───── Source extract ─────

My life is a mess - I don't know where to begin to start to improve things. Please help.
posted by seraph9 to grab bag (22 answers total) 16 users marked this as a favorite
I debated dividing this question up into multiple concerns, but they all seem to be interconnected and really I am just overwhelmed. Sorry this is long.
I am 34 years old. I suffered from severe social phobia and was almost completely house-bound for seven years after high school. I finally realized I was wasting my life, so I went to college, improved socially, made some friends, traveled and thought I finally had things together. I am also prone to depression and while I had taken meds earlier, this is the only time in my life where I felt the depression had completely lifted. It’s also the only time I was romantically interested in a guy ( it wasn’t reciprocated, but we became friends).
Anyway, about a year and a half ago, I decided to leave my small town and move to a larger city (Raleigh, NC) thinking I could more make friends and get a post-college life, basically.

───── Record extracts ─────

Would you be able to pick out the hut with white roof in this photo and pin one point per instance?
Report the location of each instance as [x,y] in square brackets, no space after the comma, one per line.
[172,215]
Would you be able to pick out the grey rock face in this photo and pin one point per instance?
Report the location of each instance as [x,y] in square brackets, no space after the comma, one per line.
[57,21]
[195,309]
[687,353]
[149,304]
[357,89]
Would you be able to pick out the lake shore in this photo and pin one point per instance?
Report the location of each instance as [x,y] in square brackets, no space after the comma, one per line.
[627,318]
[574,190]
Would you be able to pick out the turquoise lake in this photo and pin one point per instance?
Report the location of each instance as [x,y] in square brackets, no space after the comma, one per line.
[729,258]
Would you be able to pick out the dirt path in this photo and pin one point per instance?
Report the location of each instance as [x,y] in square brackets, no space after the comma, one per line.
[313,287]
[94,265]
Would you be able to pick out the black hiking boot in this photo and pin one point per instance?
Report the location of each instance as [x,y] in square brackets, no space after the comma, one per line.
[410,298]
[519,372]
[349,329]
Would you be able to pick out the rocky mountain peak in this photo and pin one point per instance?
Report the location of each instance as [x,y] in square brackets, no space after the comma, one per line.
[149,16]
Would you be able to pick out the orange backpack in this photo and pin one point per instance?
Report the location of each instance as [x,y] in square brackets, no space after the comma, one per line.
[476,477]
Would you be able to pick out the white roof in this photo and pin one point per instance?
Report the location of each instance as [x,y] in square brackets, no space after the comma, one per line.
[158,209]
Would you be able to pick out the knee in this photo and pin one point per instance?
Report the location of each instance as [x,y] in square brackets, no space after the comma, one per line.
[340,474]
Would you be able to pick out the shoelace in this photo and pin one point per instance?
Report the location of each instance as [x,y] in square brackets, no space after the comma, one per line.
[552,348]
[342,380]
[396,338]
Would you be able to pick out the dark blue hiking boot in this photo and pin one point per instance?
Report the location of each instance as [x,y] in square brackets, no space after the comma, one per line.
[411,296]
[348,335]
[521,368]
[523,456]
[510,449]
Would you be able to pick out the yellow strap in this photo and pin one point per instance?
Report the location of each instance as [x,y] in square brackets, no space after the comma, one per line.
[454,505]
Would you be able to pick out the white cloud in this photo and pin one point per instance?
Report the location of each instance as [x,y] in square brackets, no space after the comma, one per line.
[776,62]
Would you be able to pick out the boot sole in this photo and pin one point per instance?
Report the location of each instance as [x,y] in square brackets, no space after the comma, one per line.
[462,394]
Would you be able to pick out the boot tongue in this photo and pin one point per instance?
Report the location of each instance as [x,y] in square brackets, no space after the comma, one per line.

─────

### Problems and tasks
A. Please transcribe the part of the post that opens with the words containing "My life is a" and closes with "we became friends).".
B. Summarize the post in two sentences.
The rows are separate material, unrelated to the post.

### Answers in order
A.
My life is a mess - I don't know where to begin to start to improve things. Please help.
posted by seraph9 to grab bag (22 answers total) 16 users marked this as a favorite
I debated dividing this question up into multiple concerns, but they all seem to be interconnected and really I am just overwhelmed. Sorry this is long.
I am 34 years old. I suffered from severe social phobia and was almost completely house-bound for seven years after high school. I finally realized I was wasting my life, so I went to college, improved socially, made some friends, traveled and thought I finally had things together. I am also prone to depression and while I had taken meds earlier, this is the only time in my life where I felt the depression had completely lifted. It’s also the only time I was romantically interested in a guy ( it wasn’t reciprocated, but we became friends).

B. The 34-year-old writer was nearly house-bound for seven years after high school because of severe social phobia, then went to college, made friends, traveled, and for the only time felt depression completely lift. About a year and a half ago, the writer left a small town for Raleigh, NC, hoping to make friends and build a post-college life, and now feels overwhelmed by concerns that all seem interconnected.